** INSTRUCTIONS FOR THE TASK **
Could you copy out, word for word, the lines of the data below from the line with "Practice step: point out every instance of the black glove" up to and including the line with "pixel 739 347"? Output only those lines.

** DATASET RECORDS **

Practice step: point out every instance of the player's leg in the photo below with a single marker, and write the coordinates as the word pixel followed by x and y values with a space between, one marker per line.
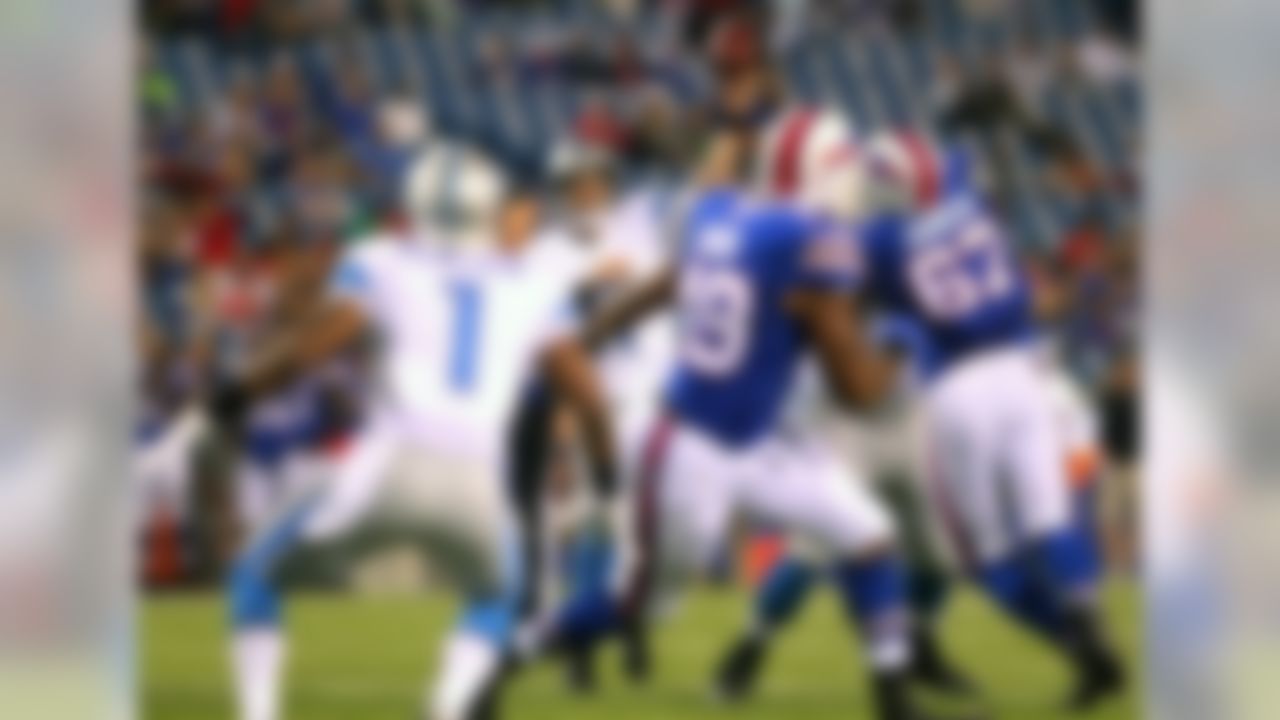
pixel 1057 546
pixel 929 584
pixel 780 597
pixel 803 486
pixel 680 511
pixel 455 507
pixel 314 510
pixel 257 639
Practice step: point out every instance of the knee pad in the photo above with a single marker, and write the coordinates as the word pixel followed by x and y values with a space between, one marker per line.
pixel 492 619
pixel 252 595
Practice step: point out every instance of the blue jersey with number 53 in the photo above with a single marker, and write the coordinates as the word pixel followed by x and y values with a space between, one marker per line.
pixel 952 272
pixel 739 346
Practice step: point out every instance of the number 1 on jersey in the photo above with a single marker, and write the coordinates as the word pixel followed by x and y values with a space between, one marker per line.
pixel 465 340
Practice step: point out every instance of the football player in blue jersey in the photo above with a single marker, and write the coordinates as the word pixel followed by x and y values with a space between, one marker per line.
pixel 999 483
pixel 762 283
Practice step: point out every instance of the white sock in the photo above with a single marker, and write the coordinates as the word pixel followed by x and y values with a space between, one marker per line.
pixel 887 642
pixel 469 665
pixel 257 666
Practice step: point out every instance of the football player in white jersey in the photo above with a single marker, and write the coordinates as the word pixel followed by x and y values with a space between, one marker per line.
pixel 462 326
pixel 603 244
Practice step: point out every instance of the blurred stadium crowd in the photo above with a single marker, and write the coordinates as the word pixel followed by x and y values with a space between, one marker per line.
pixel 275 131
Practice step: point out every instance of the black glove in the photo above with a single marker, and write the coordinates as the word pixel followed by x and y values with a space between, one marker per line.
pixel 228 404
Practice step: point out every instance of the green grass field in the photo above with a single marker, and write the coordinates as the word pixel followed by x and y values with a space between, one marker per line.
pixel 366 659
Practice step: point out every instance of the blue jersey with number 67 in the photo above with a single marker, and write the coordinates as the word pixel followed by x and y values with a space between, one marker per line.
pixel 952 272
pixel 739 347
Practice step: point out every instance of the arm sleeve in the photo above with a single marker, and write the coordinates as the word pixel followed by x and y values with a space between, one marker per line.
pixel 830 259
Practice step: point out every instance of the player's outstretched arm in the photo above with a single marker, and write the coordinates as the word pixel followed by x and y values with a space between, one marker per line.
pixel 333 326
pixel 570 370
pixel 617 318
pixel 858 372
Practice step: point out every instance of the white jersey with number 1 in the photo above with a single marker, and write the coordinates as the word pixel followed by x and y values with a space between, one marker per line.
pixel 458 332
pixel 457 338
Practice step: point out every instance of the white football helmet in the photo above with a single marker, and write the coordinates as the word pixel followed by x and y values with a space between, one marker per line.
pixel 453 195
pixel 812 156
pixel 905 171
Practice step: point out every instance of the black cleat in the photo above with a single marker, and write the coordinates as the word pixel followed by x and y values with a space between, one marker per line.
pixel 636 659
pixel 740 669
pixel 1102 679
pixel 935 670
pixel 1100 673
pixel 580 670
pixel 894 702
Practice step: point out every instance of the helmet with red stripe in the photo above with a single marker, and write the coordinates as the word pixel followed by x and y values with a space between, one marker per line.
pixel 812 156
pixel 906 171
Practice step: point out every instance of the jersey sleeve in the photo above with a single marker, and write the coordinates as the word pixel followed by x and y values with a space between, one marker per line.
pixel 352 278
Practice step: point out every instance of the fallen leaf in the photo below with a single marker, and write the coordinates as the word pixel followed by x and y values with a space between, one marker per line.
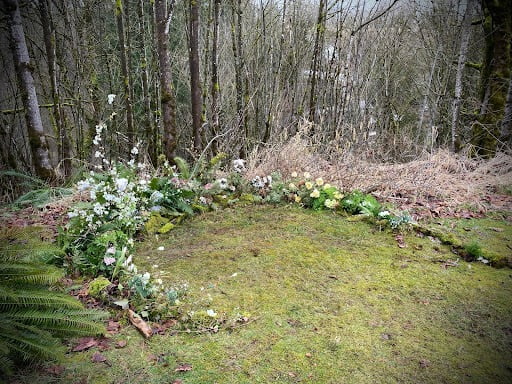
pixel 183 368
pixel 85 343
pixel 121 344
pixel 424 363
pixel 113 326
pixel 55 370
pixel 98 358
pixel 140 324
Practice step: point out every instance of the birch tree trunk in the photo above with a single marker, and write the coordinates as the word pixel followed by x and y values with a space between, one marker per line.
pixel 49 37
pixel 215 86
pixel 163 15
pixel 125 71
pixel 36 135
pixel 195 86
pixel 464 44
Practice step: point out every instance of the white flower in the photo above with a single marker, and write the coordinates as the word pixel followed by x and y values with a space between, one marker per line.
pixel 83 185
pixel 257 182
pixel 109 260
pixel 211 313
pixel 98 209
pixel 145 278
pixel 121 184
pixel 156 196
pixel 239 165
pixel 223 183
pixel 315 193
pixel 99 128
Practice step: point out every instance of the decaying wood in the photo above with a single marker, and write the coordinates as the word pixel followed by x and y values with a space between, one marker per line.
pixel 140 324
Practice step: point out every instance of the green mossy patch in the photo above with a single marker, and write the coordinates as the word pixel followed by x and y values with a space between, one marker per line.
pixel 327 301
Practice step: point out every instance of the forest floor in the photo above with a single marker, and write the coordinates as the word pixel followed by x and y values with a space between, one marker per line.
pixel 303 296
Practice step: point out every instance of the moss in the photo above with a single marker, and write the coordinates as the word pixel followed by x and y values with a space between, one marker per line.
pixel 97 286
pixel 155 223
pixel 326 299
pixel 166 228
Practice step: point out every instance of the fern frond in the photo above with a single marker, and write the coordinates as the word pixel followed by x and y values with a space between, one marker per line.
pixel 16 273
pixel 183 167
pixel 29 342
pixel 73 320
pixel 19 298
pixel 33 181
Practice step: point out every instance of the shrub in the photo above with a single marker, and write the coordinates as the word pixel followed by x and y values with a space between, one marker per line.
pixel 33 318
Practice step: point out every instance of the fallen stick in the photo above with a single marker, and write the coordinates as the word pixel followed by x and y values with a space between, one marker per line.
pixel 140 324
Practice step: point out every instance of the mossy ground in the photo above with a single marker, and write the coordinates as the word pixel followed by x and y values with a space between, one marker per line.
pixel 328 301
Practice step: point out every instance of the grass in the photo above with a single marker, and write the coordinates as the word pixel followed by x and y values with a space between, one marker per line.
pixel 328 301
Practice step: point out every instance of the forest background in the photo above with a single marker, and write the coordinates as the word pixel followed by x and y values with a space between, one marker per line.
pixel 383 81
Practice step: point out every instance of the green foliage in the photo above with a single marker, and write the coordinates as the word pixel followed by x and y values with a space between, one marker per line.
pixel 183 167
pixel 474 250
pixel 38 194
pixel 33 317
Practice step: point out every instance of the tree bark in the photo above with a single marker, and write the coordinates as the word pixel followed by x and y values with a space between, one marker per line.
pixel 148 115
pixel 495 75
pixel 37 139
pixel 461 64
pixel 316 60
pixel 215 86
pixel 49 37
pixel 163 15
pixel 125 71
pixel 195 85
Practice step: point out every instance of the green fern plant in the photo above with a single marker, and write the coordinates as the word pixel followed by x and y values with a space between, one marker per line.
pixel 33 314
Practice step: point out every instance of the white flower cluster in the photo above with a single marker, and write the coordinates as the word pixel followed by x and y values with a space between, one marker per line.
pixel 262 182
pixel 239 166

** TASK RESPONSE **
Practice step: point out every instance of the black glove in the photo above with a single marker, and write the coordinates as the word pixel followed by x and y values with a space between, one marker per line.
pixel 228 404
Practice step: point out every instance of the green grass field in the photo above with a single marker, and write the coordinates as the word pixel followed by x and y values with a space between, one marker per line.
pixel 366 659
Practice step: point out every instance of the blue jersey with number 67 in the photo above with a single marker, and write the coordinates as the word pixel followed by x and y values with a space between, one marker per line.
pixel 952 272
pixel 739 347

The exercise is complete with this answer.